## Aim
Please answer these from the passage on supporting people below:
(a) What common tendency in the field does it describe?
(b) What does OCL see itself as potentially being to the persons it serves?
(c) Instead of having the group home "work" for the person, what process does it say should be undertaken?

## Passage given
What is described here are rather the insights of practitioners who, on a daily basis, attempt to live out a commitment to the people they support that they hope will leave the “clients” (a word not used by this agency but one they would use only with great reluctance), with improved lives. They seek not to fulfill a theory so much as to gain ground daily on the matter that appear pressing to the daily lives of the people they support. Even so, like any “work in progress”, they have had to settle on some conclusion and principles as being provisionally true at least insofar as these insights have led to tangible benefits for those they support. They seek in this paper to outline where their thinking has come to, at this point in time. This is provided not as a dictum to others, but more as a sharing of what they have come to trust and value in the hope that this will help others as much as it has been instructive for them.

A1. The Outlook Needed to Keep Focused on Persons
The crux of supporting people properly is to recognize that it is people’s lives which are to be optimized not particular human service models or methods. On the face of it, this may seem straight forward, but the reality is that it is very hard to go about supporting people in such a way that it is their needs and wishes that are driving things. The common tendency seen in the field has been to fit people into the patterns and models of service preferred by the server and service system. It is much more difficult, but necessary, to adjust the system around people’s lives such that it is the inherent needs of their lives that ultimately define the support that people will get.

The task facing the supporter and his/her “service” organizations is to create a way of working with individuals that both permits and enables a pattern of supporting (a “model”, if you like) to emerge from the person’s circumstances. In order for this to occur, it then becomes a necessary obligation for the supporter(s) to recognize and counter those instances where the interests of others might inappropriately prevail over those of the person to be supported. In other words, that there be no confusion or lack of clarity as to whose needs the service organization ought to ensure come first.

This might be more clearly seen initially in the contrast between what traditionally is seen as helping a person get as good a life as possible given how the person would hope to live, even if that meant living under entirely different circumstance than at present. The task is not to have the group home “work” for the person, but rather to undertake a process of “dreaming” or exploration such that the person and their supporters be enabled to evolve a unique sense of their wants and needs; even at the expense of support roles. Conceivably this (ongoing) process of “dreaming” has lead to lives and lifestyles that are simply not possible given the normal operation of the group home the person is now a resident in.

For OCL this challenge has led to many key insights which set the stage for their day to day operation. One of these is the recognition that the people they support are people who are at great risk of being misunderstood and devalued and that it is therefore very important for their supporters to appreciate this vulnerability. One particular aspect of this is the awareness that a central part of the struggle of people with disabilities is to be seen and be treated as a person with the same human needs, frailties, and hopes as any other person in the community whether they are disabled or not.

This recognition derives from firsthand experience of the ways in which the people being supported have had their humanity and personhood denied to them even by those who care a great deal for them. This insight is not unique to OCL, but it is taken to heart that a core part of their commitment must be to struggle to ensure that, as much as it can be achieved, there needs to be a focus kept on the person; without this there will inevitably be the risk that the needs and identity of others will prevail at the expense of the emergent personhood of the people being supported. In this sense, OCL sees itself as being a potential threat to the persons it serves insofar as it might behave in ways which diminish the humanity and developmental potential of those they support. Similarly, it sees the value and necessity of there being an ethic whereby they try as consciously as possible to not do the things which might undermine or ignore the person and his/her needs as being central; in a positive sense, to continually seek to enable the person and their needs to come first.

## Recorded data
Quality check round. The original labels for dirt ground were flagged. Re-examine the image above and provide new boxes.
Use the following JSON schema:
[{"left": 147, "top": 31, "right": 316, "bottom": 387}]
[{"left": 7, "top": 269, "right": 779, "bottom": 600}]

## Result below
(a) The tendency is to fit people into the patterns and models of service preferred by the server and service system.
(b) OCL sees itself as a potential threat to those persons, insofar as it might behave in ways that diminish their humanity and developmental potential.
(c) The process is one of "dreaming" or exploration, so that the person and their supporters can evolve a unique sense of the person's wants and needs.